[Records from a data collection]
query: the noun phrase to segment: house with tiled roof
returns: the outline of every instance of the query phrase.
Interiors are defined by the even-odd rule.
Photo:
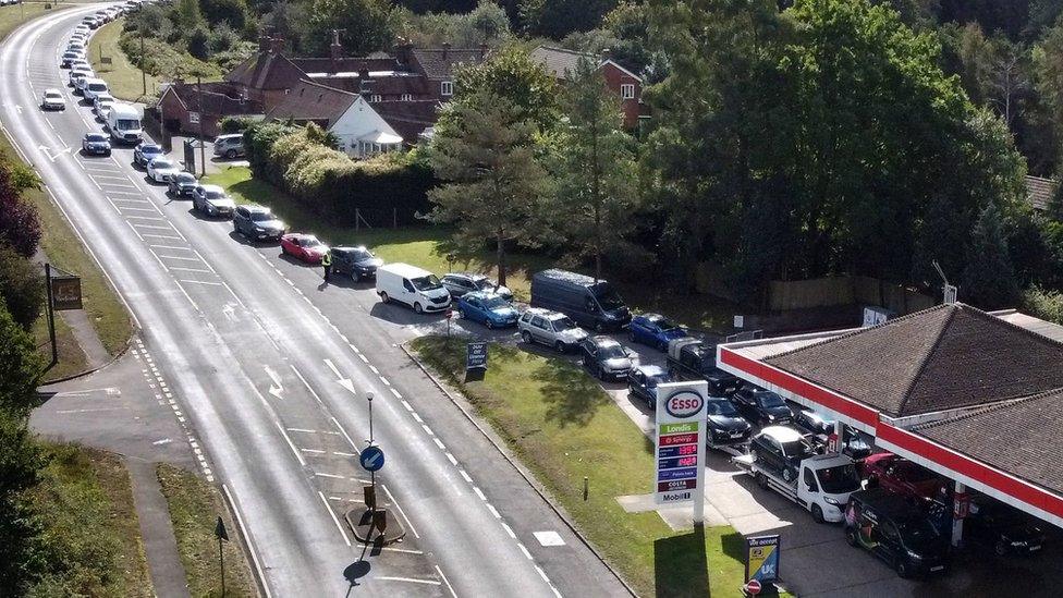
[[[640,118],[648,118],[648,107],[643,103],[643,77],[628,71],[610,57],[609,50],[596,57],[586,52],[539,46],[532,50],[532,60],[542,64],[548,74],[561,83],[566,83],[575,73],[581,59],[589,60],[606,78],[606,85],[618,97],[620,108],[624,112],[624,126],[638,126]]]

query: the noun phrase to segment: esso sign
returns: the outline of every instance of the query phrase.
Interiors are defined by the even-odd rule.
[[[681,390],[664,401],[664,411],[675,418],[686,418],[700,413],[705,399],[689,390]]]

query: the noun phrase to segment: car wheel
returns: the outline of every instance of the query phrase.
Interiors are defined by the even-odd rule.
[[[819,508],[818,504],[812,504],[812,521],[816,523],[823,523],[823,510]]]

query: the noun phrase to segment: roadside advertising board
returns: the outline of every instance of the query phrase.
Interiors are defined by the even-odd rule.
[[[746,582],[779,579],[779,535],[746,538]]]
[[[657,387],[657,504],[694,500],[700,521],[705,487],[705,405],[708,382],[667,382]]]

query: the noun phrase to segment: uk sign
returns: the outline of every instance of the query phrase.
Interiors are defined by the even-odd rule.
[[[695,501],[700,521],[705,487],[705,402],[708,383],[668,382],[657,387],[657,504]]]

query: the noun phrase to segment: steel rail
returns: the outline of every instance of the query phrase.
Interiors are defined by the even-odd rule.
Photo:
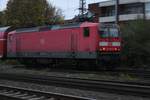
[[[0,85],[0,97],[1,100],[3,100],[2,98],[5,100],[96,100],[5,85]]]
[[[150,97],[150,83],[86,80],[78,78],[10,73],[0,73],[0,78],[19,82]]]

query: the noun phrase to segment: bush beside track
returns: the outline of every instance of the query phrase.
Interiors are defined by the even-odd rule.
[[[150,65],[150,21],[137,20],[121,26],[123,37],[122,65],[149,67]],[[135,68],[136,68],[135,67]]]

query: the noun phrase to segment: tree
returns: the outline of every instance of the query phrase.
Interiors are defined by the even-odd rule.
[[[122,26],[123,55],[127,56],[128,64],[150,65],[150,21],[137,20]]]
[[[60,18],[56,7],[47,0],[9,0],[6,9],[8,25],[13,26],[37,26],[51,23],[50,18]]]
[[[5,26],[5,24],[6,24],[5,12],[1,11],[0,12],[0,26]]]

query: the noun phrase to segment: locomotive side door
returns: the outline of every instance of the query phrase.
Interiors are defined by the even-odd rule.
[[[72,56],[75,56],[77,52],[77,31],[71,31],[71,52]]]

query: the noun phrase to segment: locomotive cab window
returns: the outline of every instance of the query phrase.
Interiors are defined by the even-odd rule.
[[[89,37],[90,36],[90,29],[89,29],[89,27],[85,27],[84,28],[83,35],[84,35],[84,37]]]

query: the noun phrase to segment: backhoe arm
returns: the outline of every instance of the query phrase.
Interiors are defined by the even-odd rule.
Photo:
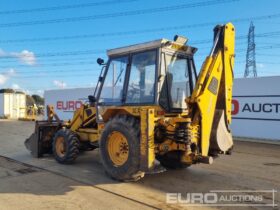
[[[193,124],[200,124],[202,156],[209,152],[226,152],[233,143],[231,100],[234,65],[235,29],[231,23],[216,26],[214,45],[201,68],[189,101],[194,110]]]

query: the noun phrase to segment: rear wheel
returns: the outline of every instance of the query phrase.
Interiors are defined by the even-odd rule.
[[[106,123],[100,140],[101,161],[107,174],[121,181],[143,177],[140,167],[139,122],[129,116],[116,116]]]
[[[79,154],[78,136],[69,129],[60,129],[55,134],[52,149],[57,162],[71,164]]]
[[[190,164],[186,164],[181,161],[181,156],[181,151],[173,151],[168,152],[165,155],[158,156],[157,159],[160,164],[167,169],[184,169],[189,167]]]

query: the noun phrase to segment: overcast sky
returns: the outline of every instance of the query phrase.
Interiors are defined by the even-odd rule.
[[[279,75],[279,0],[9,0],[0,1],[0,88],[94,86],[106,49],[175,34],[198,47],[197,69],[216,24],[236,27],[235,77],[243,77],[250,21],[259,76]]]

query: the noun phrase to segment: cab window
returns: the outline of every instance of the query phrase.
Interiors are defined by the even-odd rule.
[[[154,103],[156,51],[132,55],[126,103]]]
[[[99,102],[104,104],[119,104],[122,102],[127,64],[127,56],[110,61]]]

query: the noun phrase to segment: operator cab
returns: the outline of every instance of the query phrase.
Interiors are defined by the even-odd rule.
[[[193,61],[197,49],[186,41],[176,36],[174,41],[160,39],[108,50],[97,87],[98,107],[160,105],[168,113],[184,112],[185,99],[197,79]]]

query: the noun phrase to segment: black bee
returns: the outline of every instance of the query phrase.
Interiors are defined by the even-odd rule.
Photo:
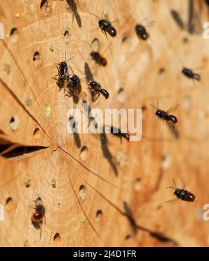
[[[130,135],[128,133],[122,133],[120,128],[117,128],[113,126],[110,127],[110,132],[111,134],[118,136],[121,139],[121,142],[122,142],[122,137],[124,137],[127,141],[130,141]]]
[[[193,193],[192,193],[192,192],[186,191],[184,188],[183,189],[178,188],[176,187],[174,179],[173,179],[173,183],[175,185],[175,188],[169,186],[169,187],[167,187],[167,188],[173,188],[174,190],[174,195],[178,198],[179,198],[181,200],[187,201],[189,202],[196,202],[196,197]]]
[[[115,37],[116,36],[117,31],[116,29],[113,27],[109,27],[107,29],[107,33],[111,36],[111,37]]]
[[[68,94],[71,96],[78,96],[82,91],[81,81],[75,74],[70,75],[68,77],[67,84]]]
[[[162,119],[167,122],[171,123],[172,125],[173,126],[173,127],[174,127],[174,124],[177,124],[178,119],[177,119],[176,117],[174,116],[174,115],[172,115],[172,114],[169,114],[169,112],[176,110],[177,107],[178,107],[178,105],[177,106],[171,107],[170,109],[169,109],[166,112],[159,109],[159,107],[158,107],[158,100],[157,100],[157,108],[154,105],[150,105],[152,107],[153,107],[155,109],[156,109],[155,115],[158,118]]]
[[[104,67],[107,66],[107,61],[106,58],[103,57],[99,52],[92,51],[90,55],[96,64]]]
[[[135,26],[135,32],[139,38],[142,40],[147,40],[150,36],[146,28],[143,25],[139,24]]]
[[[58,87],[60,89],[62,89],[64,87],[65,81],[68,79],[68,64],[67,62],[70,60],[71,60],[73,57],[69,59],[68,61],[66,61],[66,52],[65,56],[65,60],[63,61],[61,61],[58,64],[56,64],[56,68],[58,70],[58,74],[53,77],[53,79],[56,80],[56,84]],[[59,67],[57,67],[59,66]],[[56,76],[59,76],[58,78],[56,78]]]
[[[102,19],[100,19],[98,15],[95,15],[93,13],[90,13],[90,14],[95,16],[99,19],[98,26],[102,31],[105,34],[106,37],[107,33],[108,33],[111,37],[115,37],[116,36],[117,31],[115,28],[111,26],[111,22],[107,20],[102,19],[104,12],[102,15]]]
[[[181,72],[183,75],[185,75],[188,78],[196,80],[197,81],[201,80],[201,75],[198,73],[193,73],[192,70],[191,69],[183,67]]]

AIM OF THE EXERCISE>
Gather each line of the material above that contains the word "window" and copy those lines unchanged.

TASK OUTPUT>
query: the noun phrase to segment: locomotive cab window
query: the noun phrase to segment: cab window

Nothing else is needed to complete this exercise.